Exercise description
With pictures omitted, transcribe exactly the lines from the one containing "Where can you spot the forehead" to the end of the records below.

Input data
■ ■ ■

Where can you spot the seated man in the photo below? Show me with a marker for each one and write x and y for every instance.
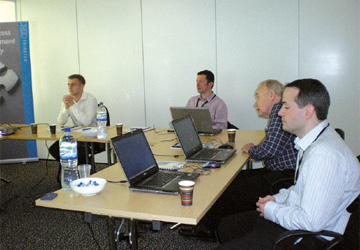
(327, 179)
(279, 156)
(81, 108)
(208, 99)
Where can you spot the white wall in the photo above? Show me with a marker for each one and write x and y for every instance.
(141, 57)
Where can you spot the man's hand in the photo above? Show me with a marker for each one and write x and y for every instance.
(261, 204)
(247, 147)
(68, 101)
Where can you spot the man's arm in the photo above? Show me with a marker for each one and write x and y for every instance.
(86, 115)
(274, 144)
(221, 117)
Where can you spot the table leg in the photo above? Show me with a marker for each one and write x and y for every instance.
(93, 169)
(111, 226)
(86, 144)
(108, 150)
(5, 180)
(132, 234)
(249, 164)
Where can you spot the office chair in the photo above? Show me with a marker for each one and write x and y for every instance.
(287, 182)
(350, 239)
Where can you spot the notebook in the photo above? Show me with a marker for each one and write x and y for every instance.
(192, 147)
(140, 167)
(201, 117)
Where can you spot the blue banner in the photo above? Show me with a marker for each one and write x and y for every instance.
(16, 99)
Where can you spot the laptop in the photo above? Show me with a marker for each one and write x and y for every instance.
(140, 167)
(192, 147)
(201, 117)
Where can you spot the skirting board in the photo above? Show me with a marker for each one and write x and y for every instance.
(21, 160)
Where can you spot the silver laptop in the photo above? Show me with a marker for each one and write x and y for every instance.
(140, 167)
(201, 117)
(192, 147)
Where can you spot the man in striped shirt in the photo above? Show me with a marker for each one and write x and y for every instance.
(327, 179)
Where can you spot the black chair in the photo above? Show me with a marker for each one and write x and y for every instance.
(348, 241)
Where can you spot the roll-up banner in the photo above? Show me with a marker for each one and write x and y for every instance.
(16, 99)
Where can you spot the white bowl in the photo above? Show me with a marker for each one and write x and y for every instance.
(91, 133)
(88, 186)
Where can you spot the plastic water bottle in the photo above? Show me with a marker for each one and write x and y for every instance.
(101, 119)
(68, 159)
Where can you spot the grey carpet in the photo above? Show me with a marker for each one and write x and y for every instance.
(25, 226)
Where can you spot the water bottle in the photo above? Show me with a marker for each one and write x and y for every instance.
(68, 159)
(101, 119)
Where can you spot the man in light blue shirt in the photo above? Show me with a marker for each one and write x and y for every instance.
(327, 178)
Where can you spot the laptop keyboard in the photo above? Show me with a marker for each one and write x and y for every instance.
(160, 179)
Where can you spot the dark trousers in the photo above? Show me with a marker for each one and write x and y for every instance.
(243, 193)
(251, 232)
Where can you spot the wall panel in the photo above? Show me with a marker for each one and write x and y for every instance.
(110, 58)
(329, 51)
(179, 41)
(256, 40)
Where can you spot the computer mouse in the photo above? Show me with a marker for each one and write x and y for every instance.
(212, 165)
(226, 146)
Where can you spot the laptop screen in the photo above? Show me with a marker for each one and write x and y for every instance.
(135, 155)
(187, 135)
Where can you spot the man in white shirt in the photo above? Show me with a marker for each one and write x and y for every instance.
(78, 105)
(327, 179)
(81, 108)
(208, 99)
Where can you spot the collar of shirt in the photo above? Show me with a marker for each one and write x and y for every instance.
(207, 99)
(306, 141)
(83, 97)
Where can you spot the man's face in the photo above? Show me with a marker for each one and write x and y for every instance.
(292, 116)
(202, 84)
(75, 87)
(263, 104)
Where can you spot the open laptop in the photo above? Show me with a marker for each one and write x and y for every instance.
(140, 167)
(192, 147)
(201, 117)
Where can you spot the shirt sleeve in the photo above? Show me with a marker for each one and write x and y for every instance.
(84, 117)
(322, 188)
(275, 141)
(191, 102)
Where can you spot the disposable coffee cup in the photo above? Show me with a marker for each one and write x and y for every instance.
(52, 129)
(231, 135)
(186, 192)
(119, 127)
(84, 170)
(33, 128)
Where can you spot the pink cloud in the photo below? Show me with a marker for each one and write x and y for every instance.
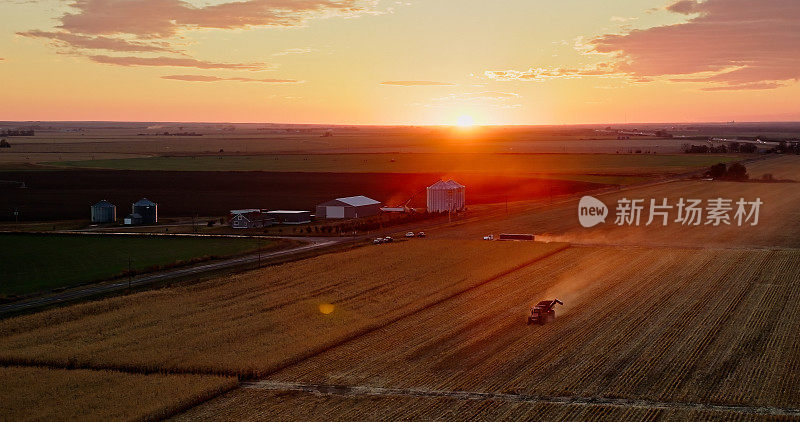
(163, 18)
(98, 42)
(205, 78)
(737, 44)
(415, 83)
(174, 62)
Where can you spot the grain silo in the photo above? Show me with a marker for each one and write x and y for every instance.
(104, 212)
(147, 209)
(446, 196)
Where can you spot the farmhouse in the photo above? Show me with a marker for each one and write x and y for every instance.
(147, 210)
(349, 207)
(290, 217)
(132, 219)
(249, 219)
(446, 196)
(104, 212)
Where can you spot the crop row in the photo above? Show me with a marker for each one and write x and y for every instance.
(256, 322)
(671, 325)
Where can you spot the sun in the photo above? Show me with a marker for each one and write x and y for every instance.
(465, 121)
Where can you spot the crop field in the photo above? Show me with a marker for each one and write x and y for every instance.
(258, 405)
(68, 194)
(541, 164)
(260, 321)
(31, 393)
(34, 262)
(786, 167)
(689, 326)
(777, 226)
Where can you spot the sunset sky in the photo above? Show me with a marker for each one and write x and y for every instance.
(401, 62)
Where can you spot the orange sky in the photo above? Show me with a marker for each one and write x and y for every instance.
(391, 62)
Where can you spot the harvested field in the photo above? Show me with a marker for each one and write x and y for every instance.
(60, 195)
(777, 225)
(785, 167)
(31, 393)
(256, 322)
(683, 326)
(256, 405)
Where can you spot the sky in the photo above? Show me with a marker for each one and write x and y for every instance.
(416, 62)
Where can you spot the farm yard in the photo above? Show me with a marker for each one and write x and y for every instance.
(34, 262)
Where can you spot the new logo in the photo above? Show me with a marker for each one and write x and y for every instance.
(591, 211)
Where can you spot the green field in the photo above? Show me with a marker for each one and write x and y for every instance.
(617, 164)
(32, 262)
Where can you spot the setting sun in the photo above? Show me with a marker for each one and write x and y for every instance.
(465, 121)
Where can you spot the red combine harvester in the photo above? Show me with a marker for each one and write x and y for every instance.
(543, 312)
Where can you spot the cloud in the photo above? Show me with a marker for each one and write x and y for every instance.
(174, 62)
(96, 42)
(486, 99)
(416, 83)
(289, 51)
(205, 78)
(543, 73)
(165, 18)
(734, 44)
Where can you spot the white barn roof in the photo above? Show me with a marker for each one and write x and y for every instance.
(358, 201)
(450, 184)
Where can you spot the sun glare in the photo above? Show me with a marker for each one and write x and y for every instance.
(465, 121)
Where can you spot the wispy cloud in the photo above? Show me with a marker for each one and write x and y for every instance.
(67, 39)
(544, 73)
(416, 83)
(207, 78)
(290, 51)
(734, 44)
(165, 18)
(174, 62)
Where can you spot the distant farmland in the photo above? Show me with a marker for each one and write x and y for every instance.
(508, 164)
(68, 194)
(39, 262)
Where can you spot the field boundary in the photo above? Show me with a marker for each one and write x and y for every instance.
(367, 391)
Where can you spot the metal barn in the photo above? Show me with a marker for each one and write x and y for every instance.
(449, 196)
(147, 209)
(349, 207)
(104, 212)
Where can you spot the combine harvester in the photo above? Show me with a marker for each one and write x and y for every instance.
(543, 312)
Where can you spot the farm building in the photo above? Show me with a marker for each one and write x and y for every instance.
(132, 219)
(349, 207)
(250, 218)
(147, 209)
(446, 196)
(104, 212)
(290, 217)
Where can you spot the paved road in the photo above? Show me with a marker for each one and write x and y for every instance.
(92, 290)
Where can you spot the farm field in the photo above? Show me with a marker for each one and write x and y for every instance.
(31, 393)
(257, 405)
(777, 218)
(685, 326)
(33, 262)
(540, 164)
(256, 322)
(786, 167)
(68, 194)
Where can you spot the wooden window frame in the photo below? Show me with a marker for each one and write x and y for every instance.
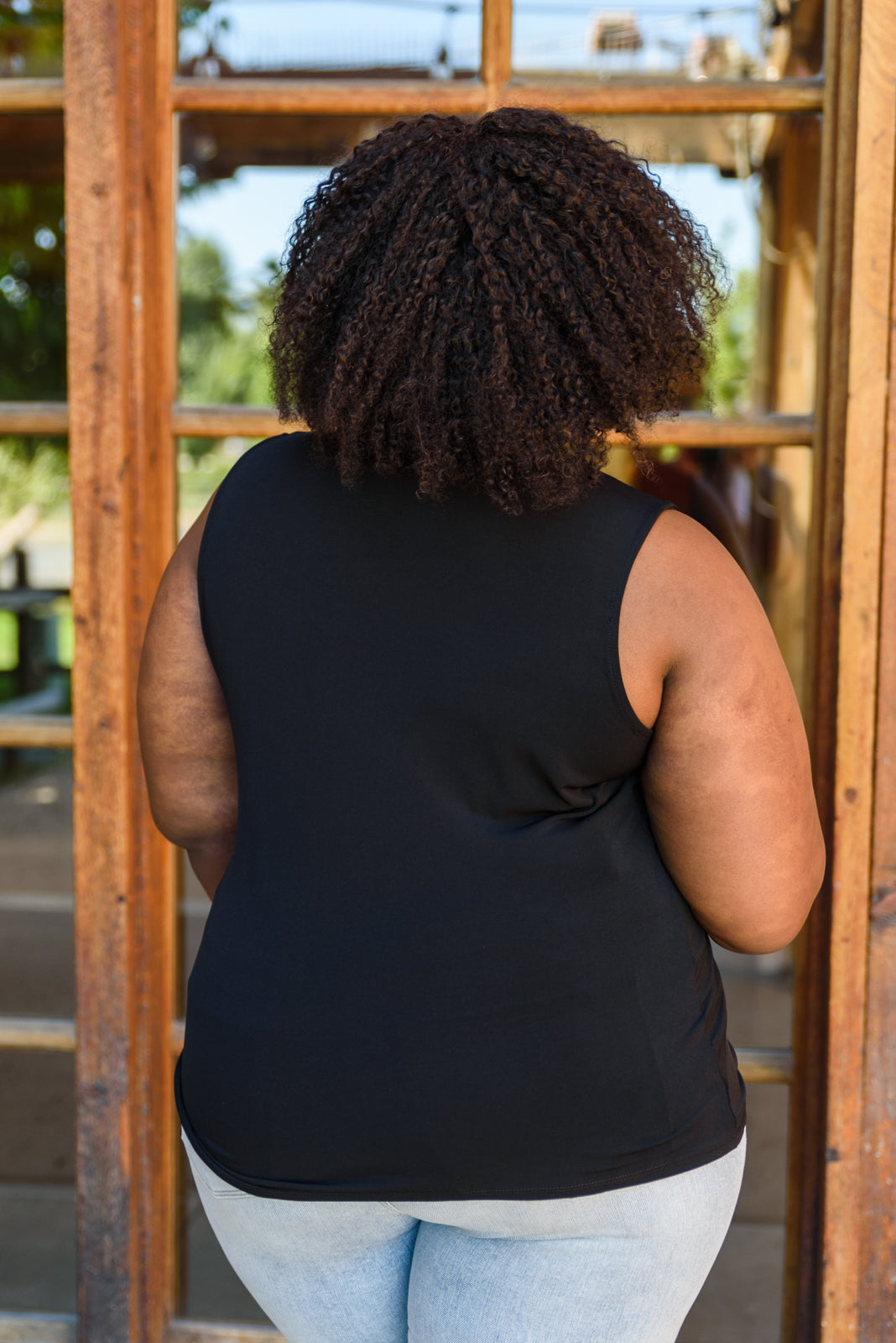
(120, 98)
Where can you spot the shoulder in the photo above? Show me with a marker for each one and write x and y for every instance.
(688, 613)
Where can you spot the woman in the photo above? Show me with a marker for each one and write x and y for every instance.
(511, 740)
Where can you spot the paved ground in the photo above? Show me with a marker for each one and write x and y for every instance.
(741, 1302)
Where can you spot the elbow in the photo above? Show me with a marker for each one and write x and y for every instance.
(782, 917)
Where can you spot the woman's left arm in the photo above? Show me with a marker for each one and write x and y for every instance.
(184, 729)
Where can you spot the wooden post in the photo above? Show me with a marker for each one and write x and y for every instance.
(878, 1190)
(118, 174)
(862, 980)
(497, 35)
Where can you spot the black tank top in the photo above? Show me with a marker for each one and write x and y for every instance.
(445, 959)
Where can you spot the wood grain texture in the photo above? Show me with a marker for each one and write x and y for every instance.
(35, 729)
(878, 1242)
(118, 171)
(808, 1168)
(393, 98)
(685, 431)
(859, 635)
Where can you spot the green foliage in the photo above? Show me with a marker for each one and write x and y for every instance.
(727, 384)
(33, 337)
(33, 293)
(223, 337)
(31, 38)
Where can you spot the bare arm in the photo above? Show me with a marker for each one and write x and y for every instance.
(727, 779)
(184, 729)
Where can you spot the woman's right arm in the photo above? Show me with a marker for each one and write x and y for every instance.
(727, 779)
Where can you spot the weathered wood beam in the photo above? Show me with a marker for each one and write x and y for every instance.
(121, 374)
(27, 1327)
(609, 97)
(34, 416)
(685, 431)
(29, 731)
(36, 1033)
(497, 38)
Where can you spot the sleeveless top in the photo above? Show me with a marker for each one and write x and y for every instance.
(445, 959)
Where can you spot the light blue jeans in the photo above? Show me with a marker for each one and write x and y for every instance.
(618, 1267)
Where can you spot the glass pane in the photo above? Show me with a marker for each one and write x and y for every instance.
(33, 265)
(753, 180)
(36, 980)
(29, 38)
(667, 40)
(361, 38)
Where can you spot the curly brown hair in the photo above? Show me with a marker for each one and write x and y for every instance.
(482, 301)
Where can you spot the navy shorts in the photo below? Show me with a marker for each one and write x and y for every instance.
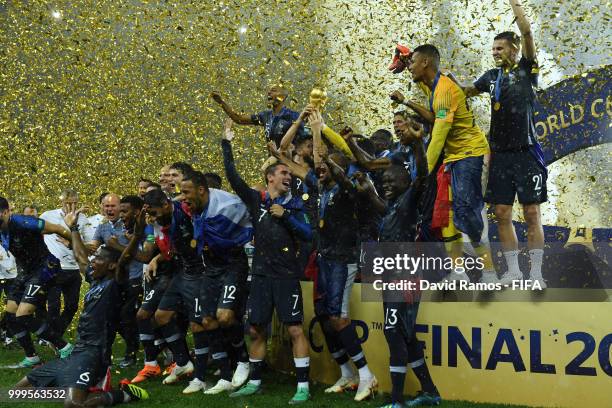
(82, 369)
(223, 292)
(154, 292)
(334, 285)
(516, 174)
(183, 294)
(401, 316)
(268, 293)
(29, 289)
(466, 186)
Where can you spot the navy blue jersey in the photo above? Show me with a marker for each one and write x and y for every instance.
(24, 239)
(277, 125)
(338, 223)
(117, 229)
(276, 238)
(512, 124)
(100, 315)
(399, 224)
(183, 242)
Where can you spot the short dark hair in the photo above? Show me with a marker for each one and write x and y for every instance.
(271, 169)
(135, 201)
(367, 146)
(197, 178)
(382, 134)
(155, 198)
(410, 115)
(340, 159)
(510, 36)
(183, 167)
(101, 197)
(214, 180)
(398, 170)
(109, 254)
(431, 52)
(302, 139)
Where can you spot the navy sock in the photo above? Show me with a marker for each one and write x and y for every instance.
(201, 345)
(176, 343)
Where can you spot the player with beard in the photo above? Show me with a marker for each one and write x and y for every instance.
(399, 224)
(337, 257)
(177, 172)
(22, 236)
(144, 247)
(462, 145)
(174, 235)
(517, 164)
(276, 120)
(280, 222)
(95, 332)
(221, 228)
(68, 282)
(112, 233)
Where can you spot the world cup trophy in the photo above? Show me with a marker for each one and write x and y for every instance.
(318, 97)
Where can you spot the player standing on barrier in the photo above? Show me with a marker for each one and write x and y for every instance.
(280, 221)
(221, 229)
(457, 138)
(276, 120)
(517, 163)
(95, 333)
(399, 224)
(337, 260)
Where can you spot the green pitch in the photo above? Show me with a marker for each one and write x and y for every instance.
(278, 390)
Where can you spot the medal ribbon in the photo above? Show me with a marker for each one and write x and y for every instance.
(500, 75)
(433, 89)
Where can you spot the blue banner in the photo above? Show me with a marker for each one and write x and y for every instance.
(574, 114)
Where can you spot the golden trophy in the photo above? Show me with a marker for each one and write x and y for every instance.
(318, 97)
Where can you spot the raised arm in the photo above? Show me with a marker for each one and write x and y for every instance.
(292, 131)
(57, 229)
(296, 169)
(317, 143)
(529, 50)
(240, 118)
(366, 189)
(296, 220)
(78, 247)
(339, 175)
(422, 111)
(363, 158)
(249, 196)
(131, 251)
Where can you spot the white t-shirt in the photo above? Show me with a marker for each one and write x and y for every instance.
(57, 248)
(91, 226)
(8, 268)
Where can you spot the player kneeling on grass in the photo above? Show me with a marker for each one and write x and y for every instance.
(91, 356)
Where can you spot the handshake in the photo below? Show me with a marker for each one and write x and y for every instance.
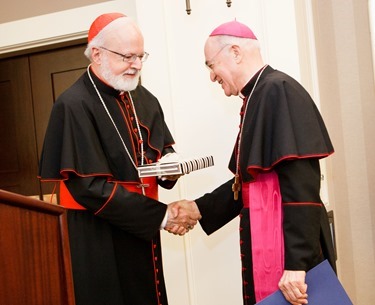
(183, 215)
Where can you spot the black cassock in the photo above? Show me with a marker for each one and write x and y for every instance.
(114, 239)
(282, 132)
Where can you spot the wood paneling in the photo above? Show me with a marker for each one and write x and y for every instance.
(18, 154)
(35, 258)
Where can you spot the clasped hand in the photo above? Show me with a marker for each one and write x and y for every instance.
(292, 285)
(183, 215)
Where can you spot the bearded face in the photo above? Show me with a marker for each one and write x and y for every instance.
(123, 81)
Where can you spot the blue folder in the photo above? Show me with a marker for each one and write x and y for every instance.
(323, 288)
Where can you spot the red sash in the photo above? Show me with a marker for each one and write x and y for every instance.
(150, 183)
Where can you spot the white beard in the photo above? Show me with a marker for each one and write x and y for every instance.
(119, 82)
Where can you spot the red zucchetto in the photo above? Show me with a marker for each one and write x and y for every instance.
(101, 22)
(234, 28)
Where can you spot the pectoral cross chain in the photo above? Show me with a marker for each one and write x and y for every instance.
(236, 186)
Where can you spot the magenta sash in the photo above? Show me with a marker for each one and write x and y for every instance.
(263, 199)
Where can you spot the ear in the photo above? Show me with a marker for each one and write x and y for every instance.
(95, 55)
(237, 52)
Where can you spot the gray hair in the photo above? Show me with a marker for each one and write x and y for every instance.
(246, 43)
(100, 39)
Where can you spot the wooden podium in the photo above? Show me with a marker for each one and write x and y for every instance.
(35, 267)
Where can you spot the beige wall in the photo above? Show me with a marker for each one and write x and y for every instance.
(20, 9)
(346, 82)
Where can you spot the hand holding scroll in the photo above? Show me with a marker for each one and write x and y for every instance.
(183, 215)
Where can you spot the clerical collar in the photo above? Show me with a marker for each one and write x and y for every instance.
(102, 86)
(250, 84)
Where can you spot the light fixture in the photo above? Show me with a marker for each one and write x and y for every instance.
(188, 7)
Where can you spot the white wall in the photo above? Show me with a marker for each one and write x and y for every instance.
(205, 122)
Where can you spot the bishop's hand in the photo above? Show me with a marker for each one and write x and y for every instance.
(183, 215)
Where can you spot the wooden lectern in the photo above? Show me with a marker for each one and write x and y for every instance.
(35, 266)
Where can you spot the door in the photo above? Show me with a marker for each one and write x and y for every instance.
(51, 73)
(18, 153)
(29, 85)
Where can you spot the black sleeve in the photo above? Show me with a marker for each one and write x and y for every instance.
(218, 207)
(135, 213)
(300, 189)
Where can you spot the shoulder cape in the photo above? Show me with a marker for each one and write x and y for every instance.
(81, 138)
(282, 122)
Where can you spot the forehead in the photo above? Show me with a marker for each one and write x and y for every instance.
(127, 37)
(210, 47)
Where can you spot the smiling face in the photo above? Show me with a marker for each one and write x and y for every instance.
(113, 61)
(222, 64)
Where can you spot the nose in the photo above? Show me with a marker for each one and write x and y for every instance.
(212, 76)
(137, 64)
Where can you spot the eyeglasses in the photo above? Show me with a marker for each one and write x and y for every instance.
(129, 57)
(209, 63)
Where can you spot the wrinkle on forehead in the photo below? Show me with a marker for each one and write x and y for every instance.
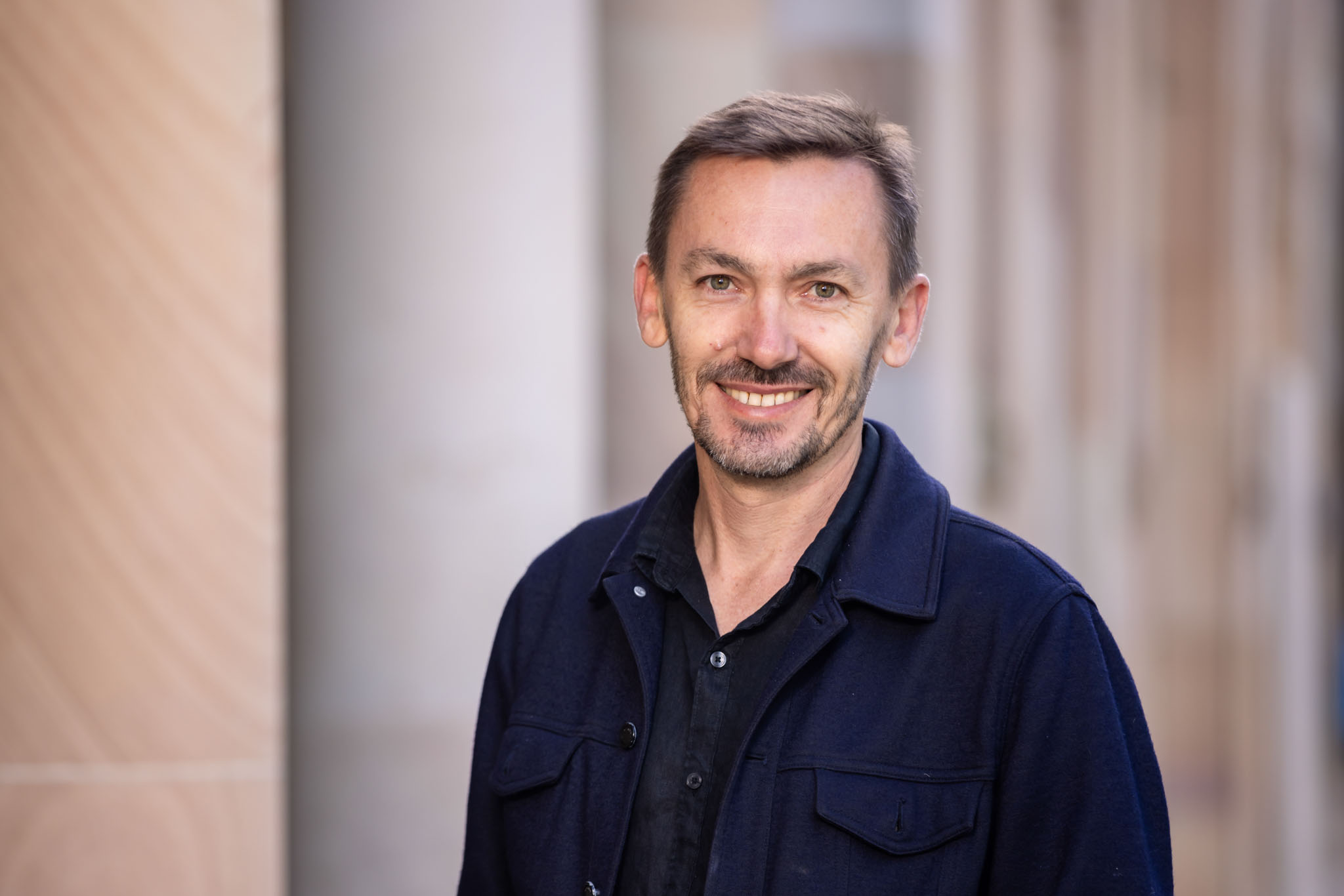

■ ■ ■

Problem solution
Where can you spot the forehead in the photo above? Show me with a marker for each one and write x and y for every instance.
(127, 37)
(210, 47)
Where can you spot the smiling face in the photo above? Show me with a marker for each one and write x and y for every instance.
(113, 61)
(222, 64)
Where can you spot the nose in the photo above? Show me with a marker for each one and write x and y for every instance.
(212, 76)
(137, 64)
Where can you spot the eyeglasses in the photo above? Show me with a marker for each one and write x and y for every instance.
(129, 57)
(209, 63)
Where can you spot the wrinkle on forehead in the photo below? Show me with a marker for each one and write x and y for every instance.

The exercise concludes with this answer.